Task prompt: Throughout the records below, find each line holding "white" and copy it.

Stored items
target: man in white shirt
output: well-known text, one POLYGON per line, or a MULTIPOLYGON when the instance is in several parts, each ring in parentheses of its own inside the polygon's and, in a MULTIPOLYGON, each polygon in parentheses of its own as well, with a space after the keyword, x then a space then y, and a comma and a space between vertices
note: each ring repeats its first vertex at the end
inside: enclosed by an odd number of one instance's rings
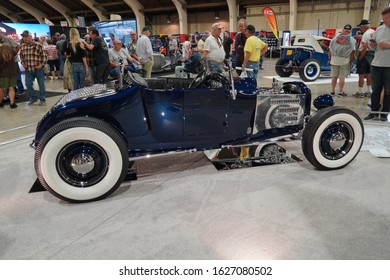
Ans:
POLYGON ((149 39, 150 30, 148 27, 142 29, 142 35, 137 41, 137 57, 142 64, 142 69, 145 71, 145 78, 152 77, 153 67, 153 48, 152 42, 149 39))
POLYGON ((175 56, 177 52, 177 40, 173 38, 172 34, 168 35, 169 56, 175 56))
POLYGON ((225 59, 225 50, 220 37, 222 28, 220 23, 214 23, 211 26, 211 36, 206 39, 204 44, 206 67, 210 72, 222 73, 223 60, 225 59))

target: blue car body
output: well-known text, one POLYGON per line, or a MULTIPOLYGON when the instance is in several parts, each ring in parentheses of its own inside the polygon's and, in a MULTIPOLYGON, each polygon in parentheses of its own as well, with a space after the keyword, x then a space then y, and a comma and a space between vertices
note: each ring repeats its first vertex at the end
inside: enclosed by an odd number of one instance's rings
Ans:
MULTIPOLYGON (((189 85, 191 79, 163 78, 148 82, 179 82, 189 85)), ((152 89, 145 86, 125 86, 118 91, 96 91, 86 98, 64 96, 40 121, 35 145, 50 127, 65 119, 88 117, 109 123, 123 135, 129 157, 187 149, 205 150, 223 145, 249 143, 270 137, 296 133, 303 128, 303 117, 310 113, 310 89, 296 83, 300 93, 285 95, 299 100, 302 108, 296 122, 285 126, 266 127, 261 121, 253 133, 258 99, 281 99, 273 92, 258 95, 252 79, 236 84, 237 97, 232 99, 229 87, 214 89, 171 88, 152 89)), ((79 90, 88 90, 86 88, 79 90)), ((270 90, 270 89, 268 89, 270 90)), ((266 104, 262 105, 267 106, 266 104)), ((295 106, 295 105, 294 105, 295 106)), ((271 105, 268 104, 271 108, 271 105)), ((265 110, 264 108, 263 110, 265 110)), ((263 120, 264 121, 264 120, 263 120)))
POLYGON ((124 81, 70 92, 46 113, 32 145, 35 170, 53 195, 88 202, 112 194, 133 160, 277 137, 301 135, 306 158, 319 169, 349 164, 363 141, 361 121, 331 107, 332 97, 316 98, 321 110, 314 115, 310 102, 301 82, 257 88, 232 75, 145 80, 128 72, 124 81))

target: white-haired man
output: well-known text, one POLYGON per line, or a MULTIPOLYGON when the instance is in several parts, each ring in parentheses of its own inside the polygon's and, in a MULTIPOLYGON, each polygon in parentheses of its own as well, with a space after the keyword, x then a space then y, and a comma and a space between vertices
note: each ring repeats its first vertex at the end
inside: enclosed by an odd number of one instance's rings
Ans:
POLYGON ((206 67, 210 72, 222 73, 223 60, 225 59, 225 50, 220 37, 222 28, 220 23, 214 23, 211 26, 211 36, 206 39, 204 44, 206 67))

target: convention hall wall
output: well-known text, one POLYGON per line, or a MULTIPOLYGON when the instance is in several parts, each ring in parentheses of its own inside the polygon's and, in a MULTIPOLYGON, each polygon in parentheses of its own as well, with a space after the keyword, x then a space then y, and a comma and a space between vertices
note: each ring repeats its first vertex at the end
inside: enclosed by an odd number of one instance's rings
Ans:
MULTIPOLYGON (((299 4, 295 30, 337 29, 342 28, 347 23, 356 26, 363 19, 363 0, 337 1, 337 3, 333 4, 326 2, 328 1, 321 1, 320 4, 314 5, 311 2, 299 4)), ((388 7, 389 3, 387 0, 373 1, 373 3, 369 20, 372 26, 378 26, 381 19, 381 12, 384 8, 388 7)), ((279 30, 289 30, 290 5, 269 5, 269 7, 275 11, 279 30)), ((262 15, 263 8, 264 6, 248 6, 246 8, 246 14, 241 12, 240 17, 245 16, 251 24, 255 25, 257 30, 269 29, 262 15)), ((224 25, 225 30, 237 31, 236 27, 229 26, 228 11, 218 10, 219 19, 215 19, 217 9, 210 10, 210 12, 189 14, 187 33, 193 33, 195 31, 202 33, 210 29, 211 22, 217 21, 224 25)), ((170 23, 167 23, 167 18, 168 15, 154 16, 152 18, 153 34, 180 33, 177 14, 169 15, 170 23)))

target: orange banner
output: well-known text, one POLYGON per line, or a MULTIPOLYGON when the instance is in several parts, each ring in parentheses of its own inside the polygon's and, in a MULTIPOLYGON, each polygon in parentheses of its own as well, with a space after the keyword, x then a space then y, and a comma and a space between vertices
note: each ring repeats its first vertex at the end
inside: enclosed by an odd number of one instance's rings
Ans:
POLYGON ((274 33, 275 37, 279 39, 278 24, 276 22, 276 15, 274 11, 269 7, 265 7, 263 9, 263 15, 265 16, 268 25, 271 27, 271 30, 274 33))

Answer to the exercise:
target: man in white shirt
target: white-haired man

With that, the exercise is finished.